Repeat each line exactly, leaving nothing out.
[Start of EXERCISE INPUTS]
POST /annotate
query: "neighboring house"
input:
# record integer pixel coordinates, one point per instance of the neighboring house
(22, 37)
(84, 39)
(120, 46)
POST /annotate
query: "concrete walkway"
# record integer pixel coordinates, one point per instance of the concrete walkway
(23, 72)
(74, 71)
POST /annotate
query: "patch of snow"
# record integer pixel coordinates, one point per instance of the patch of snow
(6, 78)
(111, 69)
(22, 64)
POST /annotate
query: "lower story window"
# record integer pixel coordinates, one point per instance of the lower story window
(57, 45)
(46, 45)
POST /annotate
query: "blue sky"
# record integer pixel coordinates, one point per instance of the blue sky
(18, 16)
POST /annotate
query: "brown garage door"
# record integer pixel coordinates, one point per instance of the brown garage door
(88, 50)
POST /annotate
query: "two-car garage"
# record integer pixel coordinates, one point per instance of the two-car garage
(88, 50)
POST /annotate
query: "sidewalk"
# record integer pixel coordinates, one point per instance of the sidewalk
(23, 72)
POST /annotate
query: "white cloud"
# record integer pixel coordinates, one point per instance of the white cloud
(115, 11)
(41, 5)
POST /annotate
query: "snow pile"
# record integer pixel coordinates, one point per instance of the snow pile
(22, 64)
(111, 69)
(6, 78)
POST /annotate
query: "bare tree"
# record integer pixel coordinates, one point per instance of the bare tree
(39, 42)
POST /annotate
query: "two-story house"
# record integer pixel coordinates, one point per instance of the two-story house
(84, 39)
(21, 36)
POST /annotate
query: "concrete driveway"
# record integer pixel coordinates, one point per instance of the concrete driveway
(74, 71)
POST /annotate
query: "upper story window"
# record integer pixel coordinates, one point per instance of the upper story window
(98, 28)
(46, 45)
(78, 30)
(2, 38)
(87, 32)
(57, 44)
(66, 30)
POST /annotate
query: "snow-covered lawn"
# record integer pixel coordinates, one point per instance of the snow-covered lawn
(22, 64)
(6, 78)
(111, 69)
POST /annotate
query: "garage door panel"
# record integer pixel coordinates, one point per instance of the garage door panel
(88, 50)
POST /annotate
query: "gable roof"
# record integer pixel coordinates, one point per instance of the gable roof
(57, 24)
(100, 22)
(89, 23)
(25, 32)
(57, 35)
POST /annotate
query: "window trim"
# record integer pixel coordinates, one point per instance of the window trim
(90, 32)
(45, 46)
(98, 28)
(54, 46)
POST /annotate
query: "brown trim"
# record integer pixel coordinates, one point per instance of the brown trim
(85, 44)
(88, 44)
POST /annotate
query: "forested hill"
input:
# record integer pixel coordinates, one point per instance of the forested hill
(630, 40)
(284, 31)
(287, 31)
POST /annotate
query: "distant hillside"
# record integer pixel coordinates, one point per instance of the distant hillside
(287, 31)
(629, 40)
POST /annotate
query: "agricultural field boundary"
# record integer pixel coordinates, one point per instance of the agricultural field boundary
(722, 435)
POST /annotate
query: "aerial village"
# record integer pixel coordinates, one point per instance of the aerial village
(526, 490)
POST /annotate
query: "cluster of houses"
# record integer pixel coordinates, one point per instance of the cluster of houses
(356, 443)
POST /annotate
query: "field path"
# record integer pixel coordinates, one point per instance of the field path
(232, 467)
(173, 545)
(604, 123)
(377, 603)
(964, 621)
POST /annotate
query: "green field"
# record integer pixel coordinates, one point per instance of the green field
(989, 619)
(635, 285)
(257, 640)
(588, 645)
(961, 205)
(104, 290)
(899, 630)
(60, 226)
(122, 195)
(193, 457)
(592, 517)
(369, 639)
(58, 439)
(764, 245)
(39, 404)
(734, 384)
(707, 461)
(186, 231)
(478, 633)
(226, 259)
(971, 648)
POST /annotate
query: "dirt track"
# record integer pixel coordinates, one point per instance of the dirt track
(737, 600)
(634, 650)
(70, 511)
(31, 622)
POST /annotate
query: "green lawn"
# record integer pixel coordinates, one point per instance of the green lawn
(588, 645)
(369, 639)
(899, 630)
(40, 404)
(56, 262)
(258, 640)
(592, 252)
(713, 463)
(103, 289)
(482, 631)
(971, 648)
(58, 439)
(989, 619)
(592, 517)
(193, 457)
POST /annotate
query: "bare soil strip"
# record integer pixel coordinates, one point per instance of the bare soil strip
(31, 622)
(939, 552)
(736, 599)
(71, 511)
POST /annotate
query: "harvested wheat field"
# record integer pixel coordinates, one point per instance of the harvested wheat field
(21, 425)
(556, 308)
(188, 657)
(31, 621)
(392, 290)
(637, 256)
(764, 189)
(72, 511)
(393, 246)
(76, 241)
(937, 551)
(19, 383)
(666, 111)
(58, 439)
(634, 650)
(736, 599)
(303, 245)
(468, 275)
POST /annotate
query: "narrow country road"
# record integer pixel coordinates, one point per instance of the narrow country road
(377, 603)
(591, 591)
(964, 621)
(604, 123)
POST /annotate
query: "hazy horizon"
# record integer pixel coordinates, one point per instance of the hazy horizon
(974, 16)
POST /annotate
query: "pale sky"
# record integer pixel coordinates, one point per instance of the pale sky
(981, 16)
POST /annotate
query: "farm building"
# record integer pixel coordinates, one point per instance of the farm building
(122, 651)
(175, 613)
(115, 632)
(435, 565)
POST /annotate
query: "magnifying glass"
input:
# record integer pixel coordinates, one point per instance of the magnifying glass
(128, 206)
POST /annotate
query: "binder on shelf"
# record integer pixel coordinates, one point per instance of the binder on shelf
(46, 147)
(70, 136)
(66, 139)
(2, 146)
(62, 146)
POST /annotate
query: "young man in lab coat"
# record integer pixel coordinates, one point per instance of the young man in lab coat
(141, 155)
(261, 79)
[End of EXERCISE INPUTS]
#### [ANSWER TO THE TASK]
POST /annotate
query: "neighboring house"
input:
# record integer pixel coordinates, one point per instance of the neighboring house
(22, 37)
(84, 39)
(120, 46)
POST /annotate
query: "concrete walkway"
# record integer pixel coordinates, one point per instance of the concrete walkway
(23, 72)
(74, 71)
POST /annotate
query: "patch of snow"
# record integer pixel coordinates, one point per instance of the patch of snow
(6, 78)
(111, 69)
(22, 64)
POST /annotate
query: "lower story window"
# record integer pixel coordinates, one point per instance of the lower story window
(57, 45)
(46, 45)
POST /annotate
query: "blue sky"
# record integer pixel coordinates, one point per instance of the blue sky
(18, 16)
POST /annotate
query: "brown garage door"
# record integer pixel coordinates, one point per instance of the brown garage door
(88, 50)
POST /annotate
query: "two-car garage"
# record integer pixel coordinates, one point per instance of the two-car garage
(88, 50)
POST /annotate
query: "sidewalk"
# record integer pixel coordinates, one point per instance of the sidewalk
(23, 72)
POST /annotate
query: "white cloud"
# record integer pixel coordinates, one point per instance of the white cloud
(115, 11)
(41, 5)
POST /annotate
query: "snow pile"
# record integer pixel coordinates, one point per instance of the snow pile
(22, 64)
(111, 69)
(6, 78)
POST /annotate
query: "bare tree"
# record integer pixel coordinates, one point per instance of the bare tree
(39, 42)
POST /annotate
query: "two-story house"
# record integer pixel coordinates, one point per instance of the two-story house
(84, 39)
(21, 36)
POST /annotate
query: "concrete driveway"
# record integer pixel coordinates, one point per instance of the concrete driveway
(74, 71)
POST /annotate
query: "upper story window"
# record integer pixel coordinates, one point per instance of the upper story window
(98, 28)
(46, 45)
(78, 30)
(2, 38)
(87, 32)
(57, 44)
(66, 30)
POST /annotate
query: "snow-covered lawn"
# record integer pixel coordinates, one point per instance of the snow-covered lawn
(22, 64)
(6, 78)
(111, 69)
POST /annotate
query: "garage door panel"
# record integer pixel coordinates, one point per instance of the garage door panel
(88, 50)
POST /annotate
query: "gable roof"
# record integer pixel coordinates, one point per instance of the gable roof
(57, 24)
(100, 22)
(89, 23)
(25, 32)
(57, 35)
POST /annotate
query: "window trim"
# record integer pixel coordinates, one point per instance of the window trim
(90, 32)
(45, 46)
(98, 28)
(54, 46)
POST /annotate
query: "brown trim"
# record integer pixel coordinates, one point per instance of the brown trim
(85, 44)
(88, 44)
POST /annotate
query: "forested hill"
input:
# record integer pixel coordinates, one point per instance of the forested hill
(630, 40)
(284, 31)
(287, 31)
POST /annotate
query: "distant hillside"
# record integer pixel coordinates, one point per instance of the distant hillside
(287, 31)
(629, 40)
POST /annotate
query: "agricultural field boundary"
# record integer pixel coordinates, one point per instance of the agricultural field boundary
(722, 435)
POST /annotate
query: "aerial village"
# record integer pixel coordinates, one point per instance of the aerial village
(526, 490)
POST /annotate
query: "cluster of houses"
# record integer pixel coordinates, one point per instance of the cluster of houses
(356, 443)
POST /annotate
query: "field path"
# record integer pixel coordinates, one point per instance of the field path
(232, 467)
(173, 545)
(604, 123)
(377, 603)
(964, 621)
POST /annotate
query: "green field"
# record integer pixel coordinates, one point per instance of the green field
(989, 619)
(635, 285)
(257, 640)
(588, 645)
(961, 205)
(104, 290)
(899, 630)
(60, 226)
(122, 195)
(193, 457)
(592, 517)
(369, 639)
(58, 439)
(764, 245)
(39, 404)
(734, 384)
(707, 461)
(186, 231)
(478, 633)
(226, 259)
(971, 648)
POST /annotate
query: "dirt track"
# record integer pixel coordinates, one point per instance of the dirt track
(737, 600)
(634, 650)
(70, 511)
(31, 622)
POST /annotate
query: "green lawn"
# record integer pixel coordinates, one point per instance of the green lawn
(588, 645)
(369, 639)
(899, 630)
(40, 404)
(56, 262)
(258, 640)
(592, 252)
(713, 463)
(103, 289)
(482, 631)
(971, 648)
(58, 439)
(989, 619)
(592, 517)
(193, 457)
POST /annotate
query: "bare soil strip"
# record integer pixel coordinates, one point per instance of the bare soil strip
(31, 622)
(939, 552)
(736, 599)
(71, 511)
POST /annotate
query: "harvested wheat field"
# record integer pixel coordinates, one point per instance of the harvested wheat field
(21, 425)
(556, 308)
(188, 657)
(31, 621)
(392, 290)
(637, 256)
(764, 189)
(72, 511)
(393, 246)
(76, 241)
(937, 551)
(19, 383)
(666, 111)
(58, 439)
(634, 650)
(736, 599)
(303, 245)
(468, 275)
POST /annotate
query: "narrow country road"
# record integer pixel coordinates, one point per instance of the narrow country road
(377, 603)
(591, 591)
(964, 621)
(604, 123)
POST /annotate
query: "hazy horizon"
# record integer pixel coordinates, one point per instance of the hazy horizon
(974, 16)
POST /annotate
query: "pale sky"
# record integer pixel coordinates, one point per instance of the pale sky
(981, 16)
POST /annotate
query: "farm building"
# record integer pixel coordinates, one point per instance of the farm building
(122, 651)
(175, 613)
(115, 632)
(435, 565)
POST /annotate
query: "magnifying glass"
input:
# record integer pixel coordinates, one point per instance of the magnifying glass
(128, 206)
POST /annotate
query: "binder on shelf"
# record integer pixel coordinates, one point per instance of the binder on shelf
(46, 147)
(70, 136)
(66, 139)
(2, 146)
(62, 146)
POST /annotate
query: "young man in lab coat"
# record integer pixel coordinates, one point per instance of the young man in lab coat
(141, 155)
(261, 79)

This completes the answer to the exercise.